■ **What you are asked to do**: Print the data exactly as written, but leave out each picture.

----

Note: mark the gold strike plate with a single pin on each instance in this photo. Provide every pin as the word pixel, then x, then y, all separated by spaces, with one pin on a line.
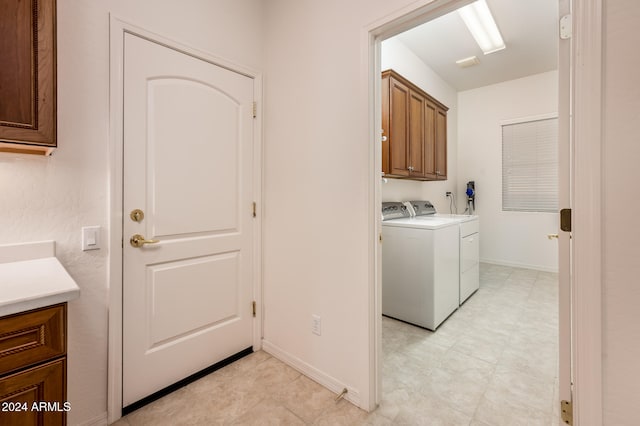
pixel 136 215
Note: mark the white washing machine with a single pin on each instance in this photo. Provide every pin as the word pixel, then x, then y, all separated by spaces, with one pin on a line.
pixel 420 267
pixel 469 227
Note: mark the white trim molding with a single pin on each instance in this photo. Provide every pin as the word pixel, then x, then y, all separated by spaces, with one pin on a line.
pixel 118 28
pixel 318 376
pixel 587 213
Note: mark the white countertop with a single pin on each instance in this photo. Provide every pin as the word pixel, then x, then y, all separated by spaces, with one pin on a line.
pixel 32 277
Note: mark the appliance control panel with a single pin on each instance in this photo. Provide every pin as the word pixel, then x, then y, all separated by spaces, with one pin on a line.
pixel 394 210
pixel 423 208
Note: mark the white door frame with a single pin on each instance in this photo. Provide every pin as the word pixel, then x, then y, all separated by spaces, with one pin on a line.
pixel 586 141
pixel 118 28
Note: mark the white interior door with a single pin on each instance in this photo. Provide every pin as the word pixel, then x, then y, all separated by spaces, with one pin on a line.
pixel 188 138
pixel 564 201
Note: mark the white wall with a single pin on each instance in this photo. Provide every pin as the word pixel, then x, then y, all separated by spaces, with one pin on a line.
pixel 511 238
pixel 395 55
pixel 52 198
pixel 621 269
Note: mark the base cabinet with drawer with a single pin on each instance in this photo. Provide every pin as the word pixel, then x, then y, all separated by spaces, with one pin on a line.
pixel 33 366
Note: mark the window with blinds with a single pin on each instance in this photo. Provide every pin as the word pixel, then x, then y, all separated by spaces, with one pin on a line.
pixel 530 166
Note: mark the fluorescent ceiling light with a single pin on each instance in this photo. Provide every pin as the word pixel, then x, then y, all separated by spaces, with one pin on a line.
pixel 483 28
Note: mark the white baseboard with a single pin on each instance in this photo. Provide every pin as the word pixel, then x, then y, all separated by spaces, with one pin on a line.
pixel 334 385
pixel 519 265
pixel 100 420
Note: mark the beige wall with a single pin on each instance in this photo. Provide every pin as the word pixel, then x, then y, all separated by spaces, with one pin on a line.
pixel 317 213
pixel 510 238
pixel 52 198
pixel 621 206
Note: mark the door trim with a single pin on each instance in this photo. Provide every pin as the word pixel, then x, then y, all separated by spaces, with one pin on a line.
pixel 118 29
pixel 586 141
pixel 587 212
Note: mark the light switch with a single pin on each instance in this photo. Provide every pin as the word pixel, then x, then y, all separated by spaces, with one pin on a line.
pixel 90 238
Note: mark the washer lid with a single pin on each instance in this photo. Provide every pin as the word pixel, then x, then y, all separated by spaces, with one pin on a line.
pixel 423 208
pixel 394 210
pixel 421 222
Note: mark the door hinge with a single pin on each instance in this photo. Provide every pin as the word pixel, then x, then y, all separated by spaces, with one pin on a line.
pixel 565 27
pixel 566 411
pixel 565 220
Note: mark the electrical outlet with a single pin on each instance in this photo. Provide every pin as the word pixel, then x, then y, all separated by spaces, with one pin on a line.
pixel 316 324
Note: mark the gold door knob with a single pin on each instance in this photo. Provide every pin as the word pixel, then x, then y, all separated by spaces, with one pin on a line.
pixel 139 241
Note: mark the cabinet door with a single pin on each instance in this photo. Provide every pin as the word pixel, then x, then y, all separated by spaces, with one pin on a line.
pixel 43 386
pixel 430 141
pixel 385 124
pixel 398 123
pixel 416 134
pixel 27 75
pixel 441 144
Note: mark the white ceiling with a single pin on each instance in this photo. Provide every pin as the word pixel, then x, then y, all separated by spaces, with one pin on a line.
pixel 529 29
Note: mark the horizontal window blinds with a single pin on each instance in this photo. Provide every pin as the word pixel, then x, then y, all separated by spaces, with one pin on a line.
pixel 530 166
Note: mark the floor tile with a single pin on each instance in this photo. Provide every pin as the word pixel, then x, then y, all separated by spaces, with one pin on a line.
pixel 492 363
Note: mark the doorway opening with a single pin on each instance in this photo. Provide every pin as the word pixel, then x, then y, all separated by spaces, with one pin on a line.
pixel 505 336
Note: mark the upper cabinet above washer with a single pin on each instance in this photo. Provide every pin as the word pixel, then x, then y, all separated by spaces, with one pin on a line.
pixel 28 76
pixel 414 131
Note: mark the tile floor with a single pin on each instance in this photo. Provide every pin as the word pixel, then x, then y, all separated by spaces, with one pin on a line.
pixel 492 363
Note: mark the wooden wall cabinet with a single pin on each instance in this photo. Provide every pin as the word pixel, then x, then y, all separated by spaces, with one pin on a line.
pixel 415 127
pixel 33 363
pixel 28 76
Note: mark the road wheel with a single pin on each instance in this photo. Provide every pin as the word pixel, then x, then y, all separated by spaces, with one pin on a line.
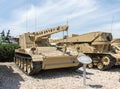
pixel 29 67
pixel 100 66
pixel 90 65
pixel 25 65
pixel 22 64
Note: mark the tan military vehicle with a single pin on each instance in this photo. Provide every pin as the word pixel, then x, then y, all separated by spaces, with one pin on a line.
pixel 35 52
pixel 96 45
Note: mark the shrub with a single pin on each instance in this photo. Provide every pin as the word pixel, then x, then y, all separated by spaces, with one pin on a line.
pixel 7 52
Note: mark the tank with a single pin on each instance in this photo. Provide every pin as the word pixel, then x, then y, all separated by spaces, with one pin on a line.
pixel 36 53
pixel 97 45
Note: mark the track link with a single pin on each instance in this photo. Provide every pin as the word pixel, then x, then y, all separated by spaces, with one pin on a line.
pixel 26 64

----

■ **Reply**:
Note: mark the gold strike plate with a single pin on each instance in this photo. Provide every pin as the word pixel, then x, then y, all separated by spaces, with one pin on a line.
pixel 136 215
Note: mark the white washing machine with a single pin on each instance in this photo. Provide every pin as the word pixel, then x, then y, all separated by spaces, with one pin on a line.
pixel 420 267
pixel 469 227
Note: mark the white trim molding with a single pin on each instance in this photo. Provide every pin as the word pixel, then x, then y, all separated by spaces, with one pin on a line.
pixel 118 28
pixel 318 376
pixel 587 213
Note: mark the white countertop with a single pin on each instance in this photo. Provide every pin as the word pixel, then x, then y, all separated by spaces, with one pin on a line.
pixel 32 277
Note: mark the appliance control panel with a single pin on each instance in this photo. Provide every pin as the word pixel, then x, then y, all separated by spaces, with one pin on a line.
pixel 394 210
pixel 423 208
Note: mark the white door frame with a single pin on each instance in this photo. Provide every pin as the word pixel, then x, then y, all separated by spaces, with one pin on a line.
pixel 586 141
pixel 118 28
Note: mark the white interior door with a single pin on each instance in this photo. Provide every pin as the word pixel, then x, then y, all separated by spaces, with one pin on a line.
pixel 188 138
pixel 564 201
Note: mark the white wall with a single pin on each instance in this photo. Provide every pin as the word pixel, then x, then y, all separated by spaces, with one pin on a line.
pixel 511 238
pixel 395 55
pixel 52 198
pixel 621 269
Note: mark the base cabinet with drawer with a single pin on each instance in this photo. Provide every pin as the word pixel, then x, then y, all separated by spaces, with one pin on a line.
pixel 33 366
Note: mark the window with blinds with a single pin on each instance in this photo. Provide every pin as the word pixel, then x, then y, all separated by spaces, with one pin on a line.
pixel 530 166
Note: mark the fluorescent ceiling light with a single pin on each instance in this photo. Provide every pin as the word pixel, then x, then y, all separated by spaces, with one pin on a line.
pixel 483 28
Note: mark the white baseboard with a single pin on each instance in this photo. Provide every pin as the word pixel, then x, then y, all separated by spaces, with one pin on a line.
pixel 334 385
pixel 519 265
pixel 100 420
Note: mark the beige wall with a single pin on each instance in this photo. Provide every pin as the word pixel, then x, then y, all separated by spaces, with one pin on a line.
pixel 317 213
pixel 510 238
pixel 52 198
pixel 621 206
Note: mark the door trim with a single pin on each instance in this photo. Provide every pin as the word pixel, then x, then y, all separated by spaces, with one pin on a line.
pixel 118 29
pixel 586 141
pixel 587 212
Note: mark the light switch with a single pin on each instance in this photo. Provide every pin as the word pixel, then x, then y, all separated by spaces, with one pin on a line.
pixel 90 238
Note: mark the washer lid with a single pin on each instance in this photo. Provide every pin as the word pixel, then x, then y, all separated by spaces, with one pin on a line.
pixel 423 208
pixel 394 210
pixel 421 222
Note: mark the door hinge with a single pin on each instance in this photo. Provide every pin as the word pixel, then x, then y, all separated by spaces, with one pin on a line.
pixel 565 27
pixel 566 411
pixel 565 220
Note: mark the electrical outlet with a single pin on each instance in this photo. Provide every pin as the word pixel, then x, then y, all separated by spaces, with one pin on a line.
pixel 316 324
Note: mark the gold door knob with a single pin on each instance in this photo. Provide every pin as the word pixel, then x, then y, all separated by spaces, with one pin on a line.
pixel 139 241
Note: mark the cabinet door with a single pin on each instance in this photo. Provide every pin as the word pixel, then x, then y, all separated by spaces, with one pin on a line.
pixel 43 386
pixel 430 141
pixel 385 124
pixel 398 123
pixel 416 134
pixel 27 75
pixel 441 144
Note: mark the white ceiling with a single pin on each instance in this photo. Provide every pin as the word pixel, then x, then y, all separated by spaces, with one pin on a line.
pixel 529 29
Note: mark the horizontal window blinds with a single pin on each instance in this photo. Provide every pin as the word pixel, then x, then y, all separated by spaces, with one pin on a line.
pixel 530 166
Note: mark the floor tile with a single pin on each instance in this photo. Provide every pin as the word pixel, then x, then y, all separated by spaces, with one pin on a line.
pixel 492 363
Note: mark the doorway opening with a single pin on each instance in this photo. Provide every pin as the word pixel, then x, then y, all separated by spaces, with one pin on a line.
pixel 505 336
Note: mark the upper cabinet above washer with a single pin on each instance in this photo. Provide every pin as the word pixel, then x, then y, all separated by spaces, with one pin on a line.
pixel 28 76
pixel 414 131
Note: mark the tile floor with a single pin on each instance in this photo. Provide every pin as the word pixel, then x, then y, all separated by spaces, with one pin on a line.
pixel 492 363
Note: mark the wooden wall cabinet with a single pin on each instance in this photo. Provide every pin as the word pixel, then x, then y, all separated by spaces, with one pin on a line.
pixel 415 127
pixel 33 363
pixel 28 76
Note: mark the road wheel with a single pin on each instance in this photo. Provide every pin as the word pixel, then x, then y, all separated by spaces, with one pin on a line.
pixel 29 67
pixel 100 66
pixel 90 65
pixel 25 65
pixel 22 64
Note: mark the tan military vehicle with a single pin on each instance in this photo. Provide every pin as the word pixel, then x, then y, all separated by spaces, with one pin on a line.
pixel 35 52
pixel 96 45
Note: mark the shrub with a single pin on each instance in this photo. Provide every pin as the word pixel, then x, then y, all separated by spaces, with one pin on a line.
pixel 7 52
Note: mark the tank with a single pin on each instance in this photo. Provide every pin as the word pixel, then x, then y, all separated by spaces, with one pin on a line.
pixel 36 53
pixel 97 45
Note: mark the track link with a single pin on each instance in this photo. Provide every pin as the word pixel, then x, then y, all separated by spaces, with one pin on a line.
pixel 26 64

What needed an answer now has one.